# Extrait proposé:
▶

Le long voyage du piment
Le long voyage du piment
Publié par      04/08/2019     Articles par Max Daumin

Le piment, un long voyage pour une épice aujourd’hui mondialisée !

 

D’un point de vue botanique le piment fait partie de la famille des Solanacées qui inclut près de 90 genres et plus de 3000 espèces principalement natives du sud et du centre de l’Amérique. On y trouve dans cette famille : l’aubergine, la tomate, le physalis, la pomme de terre ou encore le tabac.

On pense que le piment fut originaire de Bolivie et se serait ensuite répandu en Amérique du sud par le biais des oiseaux transportant ses graines. D’après des vestiges trouvés dans les grottes de Tamaulipas et de Tehuacan au Mexique, le piment serait utilisé depuis au moins 7 000 ans. Les Aztéques ont obtenu à partir du petit piquin diverses variétés que l’on totalise à 27 ayant des formes, couleurs, tailles et forces différentes. Les traces des premières domestications remonteraient à plus de 3000 avant JC.

1492 marque le départ du piment pour un long voyage : Christophe Colomb fut le premier européen à ramener du piment. Le docteur Diego Alvarez Chanca, membre de son expédition,  remarqua son usage local appelé « agi », et le proposa en Espagne. Dans un premier temps, le piment eut peu de succès, son coté piquant était considéré comme peu intéressant au regard du poivre.

◀

# Matériel fourni:
▶

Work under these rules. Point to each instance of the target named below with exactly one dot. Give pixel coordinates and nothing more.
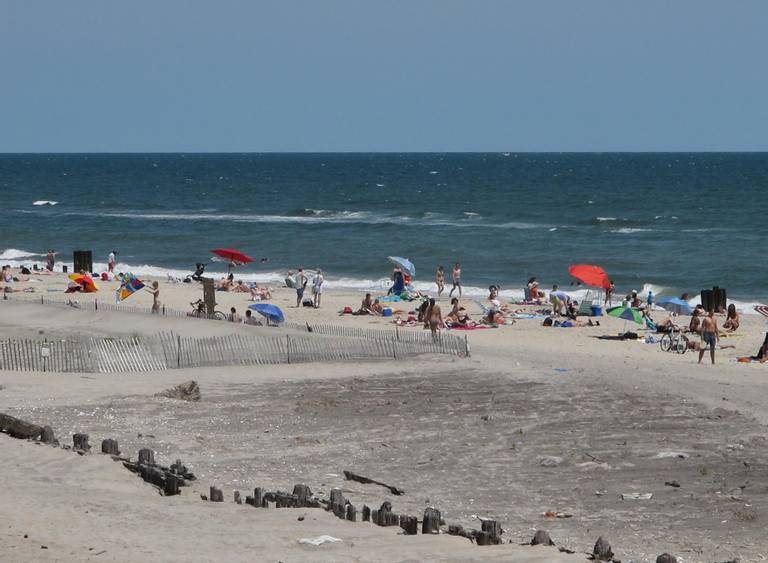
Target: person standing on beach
(709, 335)
(456, 276)
(50, 260)
(609, 294)
(317, 288)
(300, 283)
(440, 281)
(155, 291)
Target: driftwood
(494, 531)
(187, 391)
(47, 436)
(110, 446)
(80, 442)
(167, 479)
(365, 480)
(431, 522)
(602, 550)
(216, 494)
(19, 428)
(410, 525)
(541, 537)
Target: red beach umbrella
(590, 275)
(232, 255)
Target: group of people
(299, 282)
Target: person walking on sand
(50, 260)
(440, 281)
(456, 276)
(317, 288)
(434, 317)
(155, 291)
(709, 335)
(300, 283)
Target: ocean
(671, 222)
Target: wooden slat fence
(169, 350)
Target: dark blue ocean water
(678, 221)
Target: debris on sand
(187, 391)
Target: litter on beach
(320, 540)
(636, 496)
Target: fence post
(288, 347)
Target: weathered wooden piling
(146, 456)
(80, 442)
(431, 522)
(110, 446)
(216, 494)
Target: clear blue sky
(358, 75)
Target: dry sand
(470, 436)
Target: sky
(396, 75)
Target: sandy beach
(538, 420)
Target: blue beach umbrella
(271, 312)
(675, 305)
(404, 264)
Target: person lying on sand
(366, 307)
(732, 321)
(259, 293)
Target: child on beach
(317, 288)
(456, 276)
(440, 281)
(300, 283)
(155, 291)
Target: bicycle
(198, 310)
(674, 341)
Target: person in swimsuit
(155, 291)
(317, 288)
(435, 317)
(709, 335)
(440, 281)
(732, 321)
(300, 283)
(50, 260)
(456, 276)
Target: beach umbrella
(675, 305)
(627, 313)
(235, 257)
(86, 282)
(404, 264)
(271, 312)
(590, 275)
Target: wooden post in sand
(80, 442)
(216, 494)
(109, 446)
(493, 529)
(431, 522)
(146, 456)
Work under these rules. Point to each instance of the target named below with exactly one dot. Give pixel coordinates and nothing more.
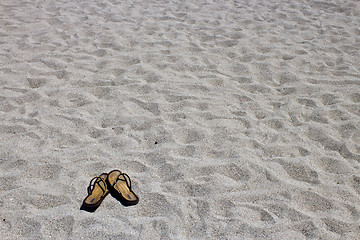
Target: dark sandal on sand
(97, 191)
(120, 186)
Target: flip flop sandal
(97, 191)
(120, 187)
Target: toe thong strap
(127, 179)
(96, 180)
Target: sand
(234, 119)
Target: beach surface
(234, 119)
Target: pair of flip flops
(116, 183)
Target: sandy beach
(234, 119)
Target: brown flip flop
(97, 191)
(120, 188)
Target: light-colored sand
(235, 120)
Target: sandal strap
(127, 179)
(97, 181)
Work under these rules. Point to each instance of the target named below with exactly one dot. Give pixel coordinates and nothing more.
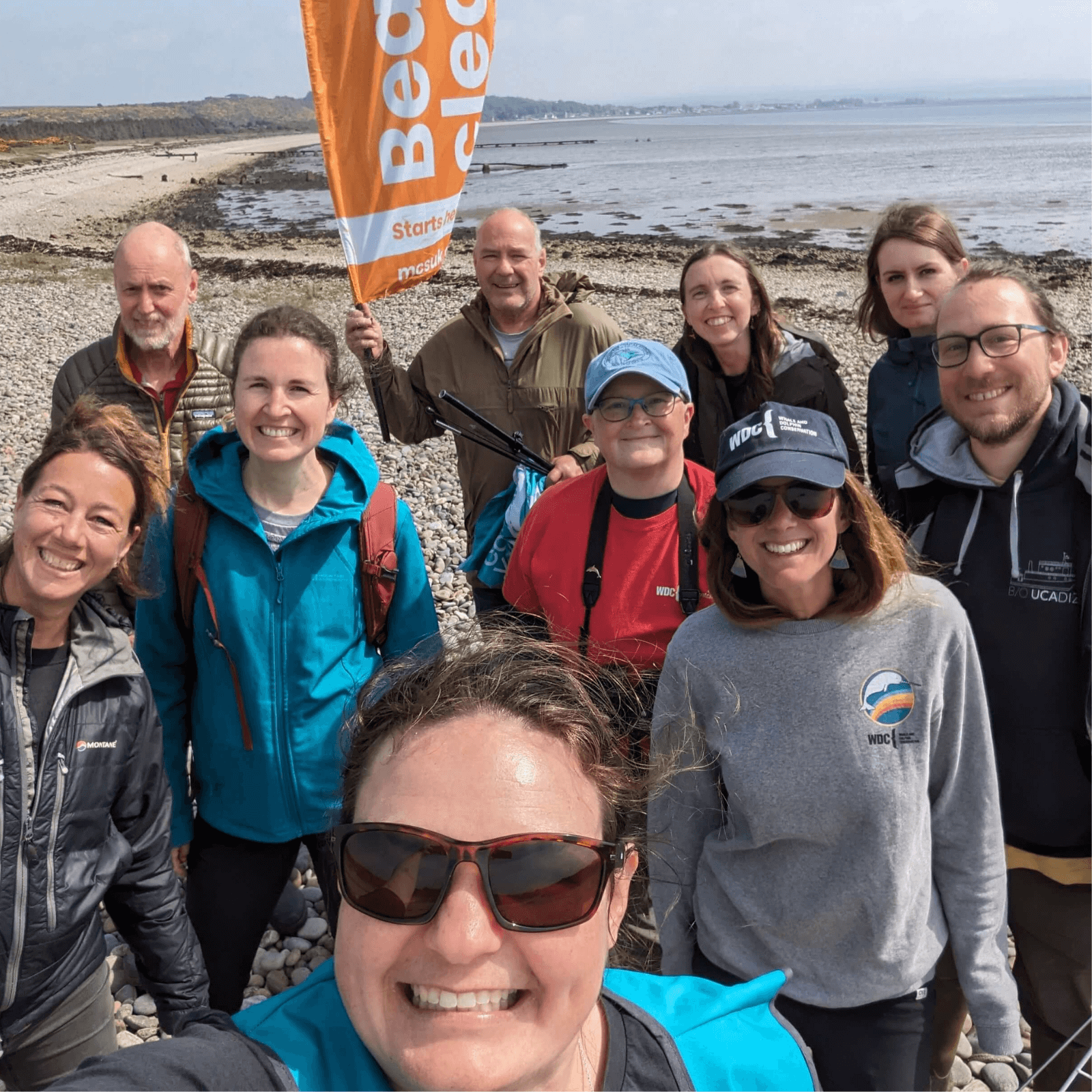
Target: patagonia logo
(751, 431)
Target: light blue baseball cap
(636, 358)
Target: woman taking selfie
(485, 861)
(837, 808)
(261, 678)
(85, 804)
(915, 257)
(737, 355)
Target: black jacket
(92, 822)
(1017, 556)
(802, 377)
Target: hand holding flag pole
(377, 394)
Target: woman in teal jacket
(285, 493)
(485, 854)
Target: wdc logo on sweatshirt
(887, 699)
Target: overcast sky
(89, 52)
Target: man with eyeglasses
(611, 560)
(997, 491)
(516, 353)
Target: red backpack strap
(191, 526)
(379, 564)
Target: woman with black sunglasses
(837, 811)
(485, 862)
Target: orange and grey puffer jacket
(85, 817)
(205, 402)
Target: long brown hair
(547, 687)
(114, 434)
(874, 547)
(919, 223)
(764, 336)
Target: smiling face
(509, 269)
(997, 398)
(70, 530)
(154, 287)
(791, 556)
(913, 280)
(719, 304)
(642, 445)
(282, 399)
(478, 778)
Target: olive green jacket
(542, 394)
(205, 402)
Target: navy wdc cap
(636, 358)
(781, 442)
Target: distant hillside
(513, 109)
(235, 114)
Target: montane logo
(751, 431)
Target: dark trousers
(234, 885)
(882, 1046)
(1052, 924)
(81, 1026)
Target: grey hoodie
(835, 808)
(1017, 556)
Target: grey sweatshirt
(857, 826)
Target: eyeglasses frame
(612, 859)
(779, 493)
(1019, 327)
(638, 402)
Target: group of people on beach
(820, 720)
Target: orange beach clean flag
(399, 87)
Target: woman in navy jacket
(915, 257)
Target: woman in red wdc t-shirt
(648, 497)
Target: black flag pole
(377, 394)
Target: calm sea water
(1013, 174)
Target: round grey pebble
(1001, 1077)
(313, 928)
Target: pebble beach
(57, 295)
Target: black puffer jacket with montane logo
(89, 822)
(1019, 558)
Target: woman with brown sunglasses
(837, 808)
(484, 857)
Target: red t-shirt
(638, 609)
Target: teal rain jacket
(294, 624)
(723, 1037)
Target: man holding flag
(517, 353)
(399, 89)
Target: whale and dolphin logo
(887, 698)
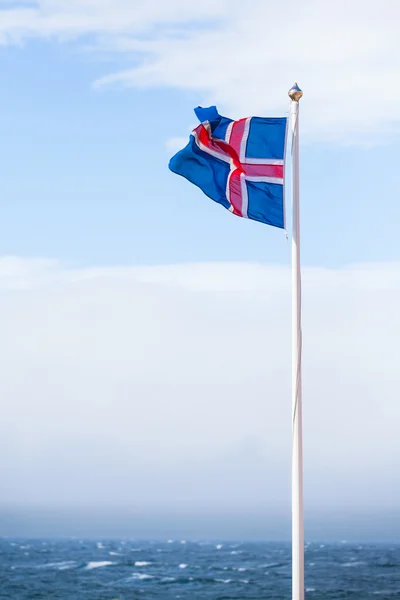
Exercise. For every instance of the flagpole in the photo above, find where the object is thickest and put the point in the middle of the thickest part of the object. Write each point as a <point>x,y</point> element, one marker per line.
<point>297,421</point>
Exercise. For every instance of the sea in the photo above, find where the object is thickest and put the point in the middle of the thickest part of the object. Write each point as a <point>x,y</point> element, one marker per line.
<point>178,569</point>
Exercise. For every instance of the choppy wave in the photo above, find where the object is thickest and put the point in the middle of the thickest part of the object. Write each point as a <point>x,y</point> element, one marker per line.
<point>193,570</point>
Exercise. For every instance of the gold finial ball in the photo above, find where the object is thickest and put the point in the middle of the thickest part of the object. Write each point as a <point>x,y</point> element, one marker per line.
<point>295,93</point>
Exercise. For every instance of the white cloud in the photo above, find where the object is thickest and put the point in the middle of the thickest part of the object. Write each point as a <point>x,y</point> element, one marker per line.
<point>160,386</point>
<point>344,53</point>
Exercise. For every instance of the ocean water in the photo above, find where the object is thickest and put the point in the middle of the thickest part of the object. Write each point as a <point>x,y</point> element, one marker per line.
<point>125,569</point>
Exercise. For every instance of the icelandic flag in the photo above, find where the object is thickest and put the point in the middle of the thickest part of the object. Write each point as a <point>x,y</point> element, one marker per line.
<point>239,164</point>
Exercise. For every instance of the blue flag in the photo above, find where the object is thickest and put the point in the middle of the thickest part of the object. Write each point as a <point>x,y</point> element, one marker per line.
<point>239,164</point>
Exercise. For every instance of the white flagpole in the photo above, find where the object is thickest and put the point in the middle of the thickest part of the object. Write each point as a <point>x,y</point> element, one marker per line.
<point>297,437</point>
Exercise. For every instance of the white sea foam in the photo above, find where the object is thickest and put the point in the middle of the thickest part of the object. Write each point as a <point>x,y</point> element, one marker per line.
<point>98,564</point>
<point>60,566</point>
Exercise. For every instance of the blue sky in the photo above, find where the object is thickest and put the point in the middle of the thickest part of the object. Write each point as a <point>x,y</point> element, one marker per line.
<point>85,179</point>
<point>138,316</point>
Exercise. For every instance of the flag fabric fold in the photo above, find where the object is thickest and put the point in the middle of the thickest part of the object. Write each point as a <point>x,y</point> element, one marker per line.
<point>239,164</point>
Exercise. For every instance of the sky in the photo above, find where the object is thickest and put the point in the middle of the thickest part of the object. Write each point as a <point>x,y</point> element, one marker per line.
<point>146,331</point>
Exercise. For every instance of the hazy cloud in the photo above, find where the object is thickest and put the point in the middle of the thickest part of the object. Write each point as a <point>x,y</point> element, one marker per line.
<point>344,54</point>
<point>170,386</point>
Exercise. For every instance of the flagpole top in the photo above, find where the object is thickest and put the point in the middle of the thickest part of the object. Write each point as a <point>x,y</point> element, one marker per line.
<point>295,93</point>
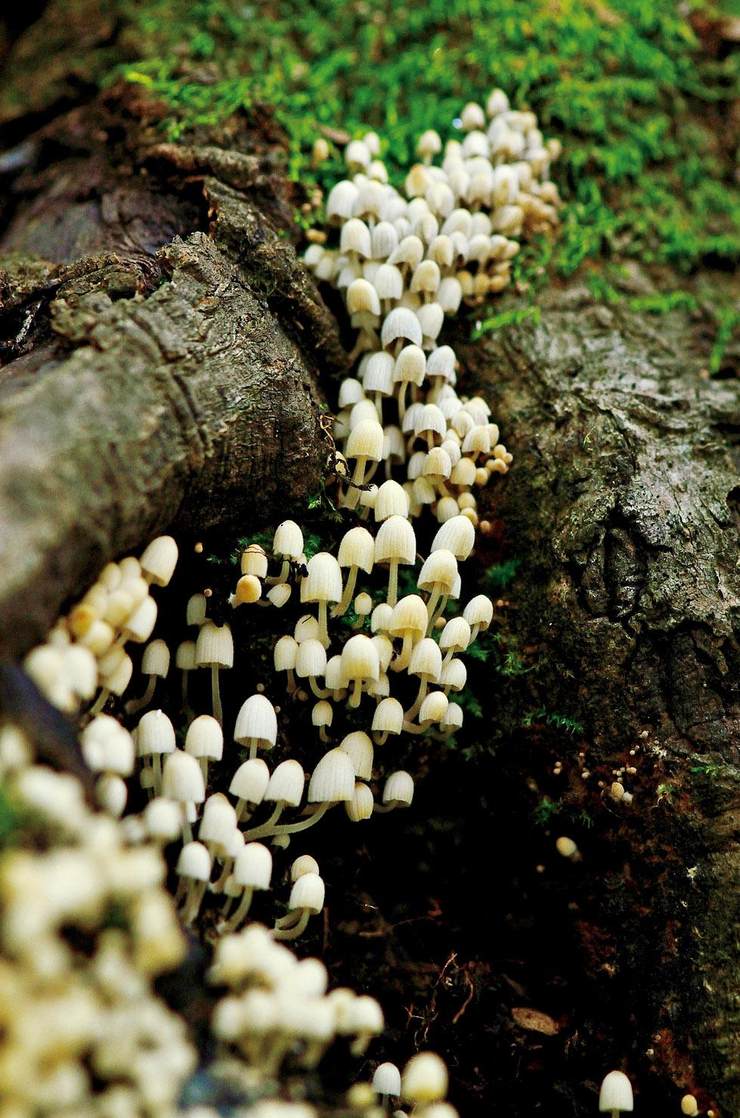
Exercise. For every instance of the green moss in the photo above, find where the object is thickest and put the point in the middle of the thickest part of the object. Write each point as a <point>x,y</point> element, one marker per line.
<point>625,85</point>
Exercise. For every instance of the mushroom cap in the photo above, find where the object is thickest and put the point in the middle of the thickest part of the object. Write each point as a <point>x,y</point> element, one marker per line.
<point>361,805</point>
<point>256,722</point>
<point>424,1079</point>
<point>360,660</point>
<point>396,541</point>
<point>286,784</point>
<point>205,738</point>
<point>357,549</point>
<point>359,748</point>
<point>154,733</point>
<point>323,583</point>
<point>254,867</point>
<point>159,559</point>
<point>182,779</point>
<point>193,862</point>
<point>616,1092</point>
<point>307,892</point>
<point>387,1080</point>
<point>215,646</point>
<point>332,780</point>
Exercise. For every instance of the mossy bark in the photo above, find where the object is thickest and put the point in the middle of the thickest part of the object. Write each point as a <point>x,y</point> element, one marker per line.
<point>162,349</point>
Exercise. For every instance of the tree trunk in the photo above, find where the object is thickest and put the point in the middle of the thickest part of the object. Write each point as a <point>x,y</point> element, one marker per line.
<point>162,350</point>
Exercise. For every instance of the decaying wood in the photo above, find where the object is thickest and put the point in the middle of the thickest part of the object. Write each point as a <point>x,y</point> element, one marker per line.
<point>163,373</point>
<point>622,509</point>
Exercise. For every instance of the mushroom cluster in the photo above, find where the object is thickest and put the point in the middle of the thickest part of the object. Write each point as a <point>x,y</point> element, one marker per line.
<point>377,652</point>
<point>86,926</point>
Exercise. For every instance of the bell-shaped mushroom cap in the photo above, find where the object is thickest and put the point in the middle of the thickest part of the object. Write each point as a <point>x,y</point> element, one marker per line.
<point>457,536</point>
<point>284,654</point>
<point>360,659</point>
<point>356,238</point>
<point>287,541</point>
<point>455,635</point>
<point>254,867</point>
<point>162,820</point>
<point>391,501</point>
<point>311,660</point>
<point>388,717</point>
<point>361,805</point>
<point>286,784</point>
<point>306,628</point>
<point>438,569</point>
<point>425,1079</point>
<point>410,366</point>
<point>401,323</point>
<point>218,821</point>
<point>333,778</point>
<point>333,676</point>
<point>193,862</point>
<point>139,624</point>
<point>215,646</point>
<point>322,713</point>
<point>182,778</point>
<point>107,747</point>
<point>159,560</point>
<point>426,660</point>
<point>303,864</point>
<point>616,1092</point>
<point>357,549</point>
<point>396,541</point>
<point>366,441</point>
<point>256,722</point>
<point>307,892</point>
<point>478,612</point>
<point>409,616</point>
<point>154,733</point>
<point>205,738</point>
<point>359,749</point>
<point>454,675</point>
<point>387,1080</point>
<point>323,583</point>
<point>249,782</point>
<point>155,660</point>
<point>398,788</point>
<point>434,708</point>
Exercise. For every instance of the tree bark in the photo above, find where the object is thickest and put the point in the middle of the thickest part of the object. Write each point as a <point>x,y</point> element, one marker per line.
<point>164,344</point>
<point>162,352</point>
<point>622,508</point>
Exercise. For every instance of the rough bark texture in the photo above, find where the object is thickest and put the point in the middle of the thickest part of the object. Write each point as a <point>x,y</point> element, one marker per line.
<point>163,347</point>
<point>623,511</point>
<point>161,350</point>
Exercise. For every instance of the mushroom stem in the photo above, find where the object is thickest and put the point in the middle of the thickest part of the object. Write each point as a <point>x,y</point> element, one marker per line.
<point>294,931</point>
<point>135,704</point>
<point>320,692</point>
<point>411,712</point>
<point>291,828</point>
<point>357,693</point>
<point>323,629</point>
<point>392,583</point>
<point>216,694</point>
<point>347,596</point>
<point>239,912</point>
<point>193,901</point>
<point>401,661</point>
<point>266,827</point>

◀

# Problème posé:
D'après l'extrait proposé, depuis combien de temps le piment serait-il utilisé selon les vestiges trouvés au Mexique ?

# Résultat:
Depuis au moins 7 000 ans.